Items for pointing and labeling
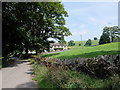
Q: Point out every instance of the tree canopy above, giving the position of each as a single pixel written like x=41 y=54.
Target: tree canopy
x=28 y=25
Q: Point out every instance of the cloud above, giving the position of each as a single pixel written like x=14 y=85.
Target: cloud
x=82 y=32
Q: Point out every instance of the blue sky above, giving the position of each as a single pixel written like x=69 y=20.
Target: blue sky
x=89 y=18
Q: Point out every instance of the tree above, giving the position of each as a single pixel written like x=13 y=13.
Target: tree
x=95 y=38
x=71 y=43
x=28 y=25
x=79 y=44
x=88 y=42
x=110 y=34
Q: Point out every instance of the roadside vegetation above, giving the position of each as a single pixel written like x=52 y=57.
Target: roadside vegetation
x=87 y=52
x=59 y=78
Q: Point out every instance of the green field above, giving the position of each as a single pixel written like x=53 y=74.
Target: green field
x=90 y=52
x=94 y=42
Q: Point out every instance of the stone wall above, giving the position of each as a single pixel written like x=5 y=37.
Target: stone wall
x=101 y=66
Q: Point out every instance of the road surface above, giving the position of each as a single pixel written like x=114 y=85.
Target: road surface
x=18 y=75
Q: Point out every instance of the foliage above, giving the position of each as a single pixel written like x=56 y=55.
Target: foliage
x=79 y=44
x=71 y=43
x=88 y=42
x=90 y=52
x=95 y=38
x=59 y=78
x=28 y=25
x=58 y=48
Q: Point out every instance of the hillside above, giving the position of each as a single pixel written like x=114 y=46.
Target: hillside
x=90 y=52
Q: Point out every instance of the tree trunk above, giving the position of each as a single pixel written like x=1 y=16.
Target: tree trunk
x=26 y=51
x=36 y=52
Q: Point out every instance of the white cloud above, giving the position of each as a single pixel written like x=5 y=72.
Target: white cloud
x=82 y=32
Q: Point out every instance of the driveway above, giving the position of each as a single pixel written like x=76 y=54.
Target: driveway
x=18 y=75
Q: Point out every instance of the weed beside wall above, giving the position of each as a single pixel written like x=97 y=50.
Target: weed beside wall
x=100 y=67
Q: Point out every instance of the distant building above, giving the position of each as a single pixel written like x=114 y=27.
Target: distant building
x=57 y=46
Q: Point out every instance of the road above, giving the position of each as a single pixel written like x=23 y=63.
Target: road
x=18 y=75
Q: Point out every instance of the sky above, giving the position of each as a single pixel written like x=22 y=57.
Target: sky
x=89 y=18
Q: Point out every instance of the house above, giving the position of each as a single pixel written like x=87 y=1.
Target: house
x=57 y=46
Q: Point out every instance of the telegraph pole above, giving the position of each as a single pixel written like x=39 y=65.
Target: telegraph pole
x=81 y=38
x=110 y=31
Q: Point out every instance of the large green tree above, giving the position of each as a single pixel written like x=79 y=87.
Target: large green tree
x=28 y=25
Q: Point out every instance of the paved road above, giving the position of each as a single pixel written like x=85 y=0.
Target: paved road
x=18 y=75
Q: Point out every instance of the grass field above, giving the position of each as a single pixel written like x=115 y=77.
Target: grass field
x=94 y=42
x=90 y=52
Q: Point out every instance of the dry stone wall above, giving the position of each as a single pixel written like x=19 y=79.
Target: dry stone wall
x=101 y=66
--
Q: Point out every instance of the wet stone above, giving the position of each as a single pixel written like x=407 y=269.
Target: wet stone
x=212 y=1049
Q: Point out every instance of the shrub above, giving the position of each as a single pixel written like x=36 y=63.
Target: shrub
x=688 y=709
---
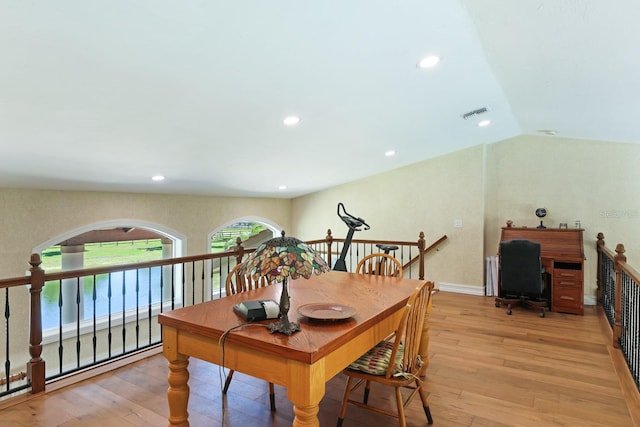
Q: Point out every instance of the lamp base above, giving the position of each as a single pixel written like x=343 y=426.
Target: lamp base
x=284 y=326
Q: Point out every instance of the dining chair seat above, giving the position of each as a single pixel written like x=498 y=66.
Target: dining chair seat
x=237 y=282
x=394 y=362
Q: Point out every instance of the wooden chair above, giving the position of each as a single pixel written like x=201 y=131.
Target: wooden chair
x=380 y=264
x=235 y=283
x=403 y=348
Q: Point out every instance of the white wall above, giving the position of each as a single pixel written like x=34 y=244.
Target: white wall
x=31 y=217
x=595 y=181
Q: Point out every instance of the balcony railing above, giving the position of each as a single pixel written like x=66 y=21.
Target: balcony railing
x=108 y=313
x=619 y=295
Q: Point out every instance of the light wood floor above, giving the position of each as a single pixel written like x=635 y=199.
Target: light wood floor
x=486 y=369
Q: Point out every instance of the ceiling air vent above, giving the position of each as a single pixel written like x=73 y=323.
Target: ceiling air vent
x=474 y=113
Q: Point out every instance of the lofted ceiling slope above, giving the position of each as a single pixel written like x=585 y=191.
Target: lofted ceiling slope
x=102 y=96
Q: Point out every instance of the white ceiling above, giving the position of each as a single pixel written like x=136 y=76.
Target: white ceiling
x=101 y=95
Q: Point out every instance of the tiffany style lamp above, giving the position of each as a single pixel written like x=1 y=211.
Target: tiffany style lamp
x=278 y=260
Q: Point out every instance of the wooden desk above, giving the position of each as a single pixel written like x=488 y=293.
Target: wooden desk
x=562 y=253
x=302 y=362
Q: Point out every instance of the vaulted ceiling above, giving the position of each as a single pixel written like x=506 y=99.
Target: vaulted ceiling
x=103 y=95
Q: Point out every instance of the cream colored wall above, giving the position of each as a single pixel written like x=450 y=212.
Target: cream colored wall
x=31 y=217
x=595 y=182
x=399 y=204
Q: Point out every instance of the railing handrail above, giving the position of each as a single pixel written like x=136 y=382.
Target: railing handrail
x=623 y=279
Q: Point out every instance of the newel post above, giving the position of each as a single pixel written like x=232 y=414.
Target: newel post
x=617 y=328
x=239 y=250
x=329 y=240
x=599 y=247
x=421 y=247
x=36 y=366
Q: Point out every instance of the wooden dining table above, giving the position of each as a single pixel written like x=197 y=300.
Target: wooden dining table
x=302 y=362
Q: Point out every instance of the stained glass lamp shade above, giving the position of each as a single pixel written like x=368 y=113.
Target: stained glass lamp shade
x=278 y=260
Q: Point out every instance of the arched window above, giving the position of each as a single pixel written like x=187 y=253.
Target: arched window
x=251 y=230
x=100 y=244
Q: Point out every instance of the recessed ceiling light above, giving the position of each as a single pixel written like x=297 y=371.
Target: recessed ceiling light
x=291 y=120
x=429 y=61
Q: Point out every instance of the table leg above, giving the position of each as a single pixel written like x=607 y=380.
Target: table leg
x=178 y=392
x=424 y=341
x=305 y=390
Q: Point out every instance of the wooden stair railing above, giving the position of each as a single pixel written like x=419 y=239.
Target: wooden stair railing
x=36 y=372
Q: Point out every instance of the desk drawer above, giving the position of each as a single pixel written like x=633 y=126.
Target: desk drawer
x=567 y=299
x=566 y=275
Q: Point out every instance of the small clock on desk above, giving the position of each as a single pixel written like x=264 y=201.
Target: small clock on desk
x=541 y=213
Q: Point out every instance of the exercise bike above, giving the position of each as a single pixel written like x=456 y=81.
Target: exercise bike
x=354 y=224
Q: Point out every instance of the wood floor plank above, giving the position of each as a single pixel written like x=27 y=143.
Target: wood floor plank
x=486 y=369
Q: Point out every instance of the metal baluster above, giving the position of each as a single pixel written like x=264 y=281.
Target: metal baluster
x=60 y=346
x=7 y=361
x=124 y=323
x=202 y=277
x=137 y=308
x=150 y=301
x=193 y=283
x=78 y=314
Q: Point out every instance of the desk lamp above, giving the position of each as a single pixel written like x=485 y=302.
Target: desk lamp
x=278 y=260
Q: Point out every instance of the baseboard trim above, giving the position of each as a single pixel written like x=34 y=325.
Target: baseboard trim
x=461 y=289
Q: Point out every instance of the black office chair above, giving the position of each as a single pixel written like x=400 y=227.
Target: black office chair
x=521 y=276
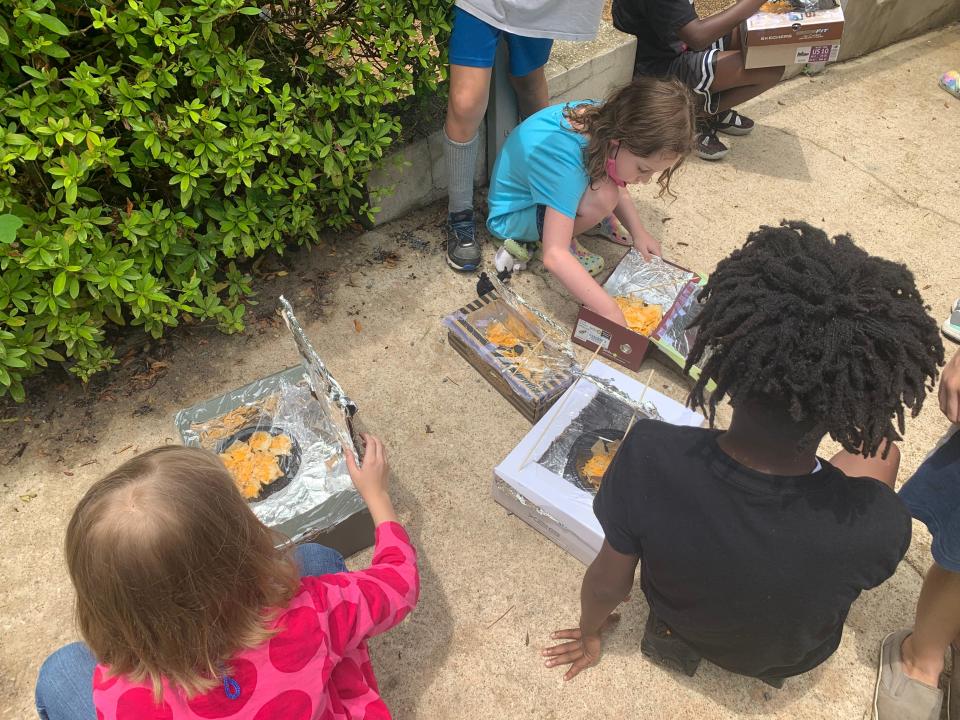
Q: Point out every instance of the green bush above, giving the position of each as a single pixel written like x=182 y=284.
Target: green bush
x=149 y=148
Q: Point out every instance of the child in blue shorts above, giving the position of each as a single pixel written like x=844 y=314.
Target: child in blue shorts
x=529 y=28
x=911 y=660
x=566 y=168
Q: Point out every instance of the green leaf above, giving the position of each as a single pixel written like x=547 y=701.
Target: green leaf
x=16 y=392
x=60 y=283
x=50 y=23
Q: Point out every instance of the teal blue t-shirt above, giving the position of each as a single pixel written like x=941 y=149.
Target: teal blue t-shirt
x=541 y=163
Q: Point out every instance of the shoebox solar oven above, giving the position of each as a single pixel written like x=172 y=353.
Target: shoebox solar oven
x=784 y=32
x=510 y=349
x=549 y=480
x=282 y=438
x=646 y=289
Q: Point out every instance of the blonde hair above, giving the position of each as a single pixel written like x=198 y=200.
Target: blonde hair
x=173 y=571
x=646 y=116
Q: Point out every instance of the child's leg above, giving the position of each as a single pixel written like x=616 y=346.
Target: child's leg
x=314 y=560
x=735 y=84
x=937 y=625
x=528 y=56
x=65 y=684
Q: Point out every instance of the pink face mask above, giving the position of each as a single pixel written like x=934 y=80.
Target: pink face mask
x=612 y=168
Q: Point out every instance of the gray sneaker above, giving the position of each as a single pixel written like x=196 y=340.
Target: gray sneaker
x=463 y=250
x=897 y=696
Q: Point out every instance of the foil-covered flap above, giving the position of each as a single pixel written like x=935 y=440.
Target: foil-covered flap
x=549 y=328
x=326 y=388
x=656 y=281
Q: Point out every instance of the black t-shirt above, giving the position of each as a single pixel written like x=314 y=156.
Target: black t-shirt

## Requirement
Express the lines of the items, from the line containing "Q: Point out every instance of the child in" up to and including the line containing "x=646 y=116", as a Markdown table with the columns Row and Line. Give each line its own numbered row and leave out blank lines.

## Output of the exercise
| Row | Line |
|---|---|
| 1 | Q: Point out every instance of the child in blue shorts above, giving the position of each as a single pixel written like x=844 y=314. |
| 2 | Target: child in blue shorts |
| 3 | x=529 y=28 |
| 4 | x=911 y=660 |
| 5 | x=566 y=168 |
| 6 | Q: Point out every instance of the green leaf above, giving the position of each as a single pixel written like x=547 y=701. |
| 7 | Target: green leaf |
| 8 | x=16 y=392 |
| 9 | x=60 y=283 |
| 10 | x=50 y=23 |
| 11 | Q: Point out every instance of the teal blue t-shirt above, giving the position of each as a single pixel written like x=941 y=149. |
| 12 | Target: teal blue t-shirt |
| 13 | x=541 y=163 |
| 14 | Q: Point out every instance of the shoebox solar oven above, giving the position of each as a single pixel written like x=172 y=353. |
| 15 | Target: shoebox solar oven |
| 16 | x=784 y=32 |
| 17 | x=510 y=349 |
| 18 | x=549 y=480 |
| 19 | x=282 y=438 |
| 20 | x=646 y=289 |
| 21 | Q: Point out every instance of the blonde hair above, giving the position of each as a single pixel written like x=198 y=200. |
| 22 | Target: blonde hair |
| 23 | x=173 y=571 |
| 24 | x=646 y=116 |